---------- MATERIAL SHOWN ----------

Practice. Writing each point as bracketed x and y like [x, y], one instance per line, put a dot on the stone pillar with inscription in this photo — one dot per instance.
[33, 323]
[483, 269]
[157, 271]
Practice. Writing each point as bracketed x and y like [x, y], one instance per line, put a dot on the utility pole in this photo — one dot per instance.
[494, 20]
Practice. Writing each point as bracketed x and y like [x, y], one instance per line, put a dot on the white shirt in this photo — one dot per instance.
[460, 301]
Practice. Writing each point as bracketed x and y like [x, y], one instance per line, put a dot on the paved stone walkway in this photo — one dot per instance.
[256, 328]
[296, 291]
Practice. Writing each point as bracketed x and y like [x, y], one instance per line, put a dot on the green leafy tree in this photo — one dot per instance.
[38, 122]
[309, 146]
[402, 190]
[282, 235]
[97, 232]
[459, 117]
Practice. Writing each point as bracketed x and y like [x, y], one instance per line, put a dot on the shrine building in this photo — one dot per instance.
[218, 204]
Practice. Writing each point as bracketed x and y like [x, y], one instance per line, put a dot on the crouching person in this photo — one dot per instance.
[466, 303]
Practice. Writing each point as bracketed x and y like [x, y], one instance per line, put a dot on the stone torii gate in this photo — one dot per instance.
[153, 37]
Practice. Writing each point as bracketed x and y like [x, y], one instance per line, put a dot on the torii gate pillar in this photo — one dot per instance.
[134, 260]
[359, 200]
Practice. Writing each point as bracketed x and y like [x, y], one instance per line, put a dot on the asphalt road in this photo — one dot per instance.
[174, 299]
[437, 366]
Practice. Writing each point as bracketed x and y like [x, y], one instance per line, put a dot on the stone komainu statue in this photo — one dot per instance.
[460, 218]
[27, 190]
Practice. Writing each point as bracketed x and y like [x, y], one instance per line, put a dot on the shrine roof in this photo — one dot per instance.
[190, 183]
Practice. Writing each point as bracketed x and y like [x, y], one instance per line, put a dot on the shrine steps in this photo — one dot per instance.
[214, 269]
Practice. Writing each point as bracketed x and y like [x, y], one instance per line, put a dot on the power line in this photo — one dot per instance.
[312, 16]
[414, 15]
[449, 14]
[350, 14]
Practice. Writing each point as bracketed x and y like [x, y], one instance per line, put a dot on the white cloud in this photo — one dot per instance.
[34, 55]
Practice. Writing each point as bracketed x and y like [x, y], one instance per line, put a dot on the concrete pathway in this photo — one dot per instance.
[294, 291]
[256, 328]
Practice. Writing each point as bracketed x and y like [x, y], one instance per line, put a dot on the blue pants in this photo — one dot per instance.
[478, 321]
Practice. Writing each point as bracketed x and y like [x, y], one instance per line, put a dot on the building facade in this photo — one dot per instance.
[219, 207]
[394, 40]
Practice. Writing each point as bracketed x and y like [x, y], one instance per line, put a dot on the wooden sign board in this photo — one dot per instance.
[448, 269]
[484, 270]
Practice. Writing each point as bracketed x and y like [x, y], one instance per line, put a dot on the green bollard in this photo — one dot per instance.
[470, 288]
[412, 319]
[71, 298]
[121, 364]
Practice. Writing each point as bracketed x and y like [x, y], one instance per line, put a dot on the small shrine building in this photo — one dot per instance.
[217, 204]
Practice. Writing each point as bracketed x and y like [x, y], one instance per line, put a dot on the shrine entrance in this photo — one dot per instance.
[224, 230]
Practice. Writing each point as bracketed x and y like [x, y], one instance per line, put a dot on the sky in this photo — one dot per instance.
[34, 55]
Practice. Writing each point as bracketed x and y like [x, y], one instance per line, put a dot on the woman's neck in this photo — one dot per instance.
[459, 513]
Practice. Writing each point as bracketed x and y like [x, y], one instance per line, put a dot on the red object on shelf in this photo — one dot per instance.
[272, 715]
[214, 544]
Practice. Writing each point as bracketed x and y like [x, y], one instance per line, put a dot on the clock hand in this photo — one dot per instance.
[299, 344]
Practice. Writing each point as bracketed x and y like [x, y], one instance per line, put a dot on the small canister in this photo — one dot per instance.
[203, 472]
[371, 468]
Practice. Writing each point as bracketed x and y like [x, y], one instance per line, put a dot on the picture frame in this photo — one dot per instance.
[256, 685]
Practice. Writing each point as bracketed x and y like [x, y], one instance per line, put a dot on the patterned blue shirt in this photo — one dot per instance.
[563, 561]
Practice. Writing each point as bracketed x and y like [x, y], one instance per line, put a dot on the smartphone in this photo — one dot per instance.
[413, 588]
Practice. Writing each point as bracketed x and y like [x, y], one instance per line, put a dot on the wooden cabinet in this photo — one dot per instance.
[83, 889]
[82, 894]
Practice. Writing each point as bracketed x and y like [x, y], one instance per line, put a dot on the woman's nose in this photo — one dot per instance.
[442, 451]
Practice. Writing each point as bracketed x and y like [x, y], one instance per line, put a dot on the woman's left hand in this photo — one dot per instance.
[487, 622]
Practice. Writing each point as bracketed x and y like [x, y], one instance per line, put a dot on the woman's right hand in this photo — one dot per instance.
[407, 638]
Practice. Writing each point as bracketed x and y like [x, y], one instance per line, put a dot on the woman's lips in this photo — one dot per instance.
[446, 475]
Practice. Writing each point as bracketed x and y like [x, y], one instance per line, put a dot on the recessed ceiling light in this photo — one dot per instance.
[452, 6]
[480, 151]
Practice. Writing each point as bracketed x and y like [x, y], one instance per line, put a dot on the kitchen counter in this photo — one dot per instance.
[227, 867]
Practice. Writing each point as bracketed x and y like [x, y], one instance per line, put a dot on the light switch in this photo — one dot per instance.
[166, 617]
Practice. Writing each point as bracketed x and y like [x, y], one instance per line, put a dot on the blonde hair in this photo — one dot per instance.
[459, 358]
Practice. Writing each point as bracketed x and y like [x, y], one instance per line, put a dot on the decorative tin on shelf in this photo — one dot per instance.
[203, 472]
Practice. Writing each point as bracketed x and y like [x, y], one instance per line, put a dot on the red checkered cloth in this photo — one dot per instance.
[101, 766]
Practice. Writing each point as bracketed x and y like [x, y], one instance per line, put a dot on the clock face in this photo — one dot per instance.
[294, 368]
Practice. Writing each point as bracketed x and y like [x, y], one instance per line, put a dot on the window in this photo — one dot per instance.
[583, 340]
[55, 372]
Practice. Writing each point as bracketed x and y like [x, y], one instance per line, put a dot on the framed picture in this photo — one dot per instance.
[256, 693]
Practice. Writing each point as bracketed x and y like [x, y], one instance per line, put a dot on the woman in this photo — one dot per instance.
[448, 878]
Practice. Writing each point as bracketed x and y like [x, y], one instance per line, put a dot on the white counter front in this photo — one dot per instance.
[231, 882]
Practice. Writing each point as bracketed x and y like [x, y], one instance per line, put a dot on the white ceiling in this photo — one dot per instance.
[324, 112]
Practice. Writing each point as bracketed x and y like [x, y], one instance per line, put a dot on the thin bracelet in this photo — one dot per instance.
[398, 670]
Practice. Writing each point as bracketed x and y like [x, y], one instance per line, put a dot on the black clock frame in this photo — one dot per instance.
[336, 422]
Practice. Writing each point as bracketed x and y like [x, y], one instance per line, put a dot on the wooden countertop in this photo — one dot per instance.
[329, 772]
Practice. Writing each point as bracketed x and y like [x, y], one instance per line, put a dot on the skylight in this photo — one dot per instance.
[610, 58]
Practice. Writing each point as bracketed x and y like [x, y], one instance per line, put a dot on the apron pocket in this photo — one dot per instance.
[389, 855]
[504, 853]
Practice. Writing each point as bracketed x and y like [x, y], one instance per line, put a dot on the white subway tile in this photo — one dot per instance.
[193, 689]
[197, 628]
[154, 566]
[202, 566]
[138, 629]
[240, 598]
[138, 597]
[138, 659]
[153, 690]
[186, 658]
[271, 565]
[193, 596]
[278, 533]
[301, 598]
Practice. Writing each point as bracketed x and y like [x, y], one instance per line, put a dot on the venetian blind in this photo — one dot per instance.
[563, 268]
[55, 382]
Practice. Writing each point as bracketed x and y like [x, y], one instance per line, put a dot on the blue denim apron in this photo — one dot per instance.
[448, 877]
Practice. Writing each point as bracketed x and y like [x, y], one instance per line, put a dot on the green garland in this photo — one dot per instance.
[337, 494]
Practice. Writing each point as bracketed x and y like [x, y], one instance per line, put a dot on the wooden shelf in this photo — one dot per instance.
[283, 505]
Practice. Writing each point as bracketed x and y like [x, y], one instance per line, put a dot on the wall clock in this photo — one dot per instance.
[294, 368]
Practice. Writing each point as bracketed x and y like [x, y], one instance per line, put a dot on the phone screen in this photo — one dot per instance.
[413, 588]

----------

▶ **EXERCISE GOAL**
Your task is to return, exactly and on their own, the lines from the one containing "the blue denim" through the last line of the listing.

▶ **ANSWER FOR THIS EXERCISE**
Practice. Writing each point as bracketed x and y like [x, y], one instance per line, put a dot on the blue denim apron in this photo — one dot per instance.
[448, 877]
Practice. Writing each point as bracketed x and y like [x, y], one instance per line, put a dot on the green garland in this photo — one dot per instance.
[337, 494]
Practice. Writing each point as bracketed x and y like [x, y], one instance per line, put a dot on the wooden shelf in this photo — one dot per instance.
[283, 505]
Practice. Writing each point as bracketed x and y like [x, y], one instance per line, put a dot on the wall clock in this photo — one dot per instance.
[294, 368]
Practice. Writing each point as bracketed x and y like [x, y], one instance per line, put a dot on the phone screen in this photo — one dot per instance.
[413, 588]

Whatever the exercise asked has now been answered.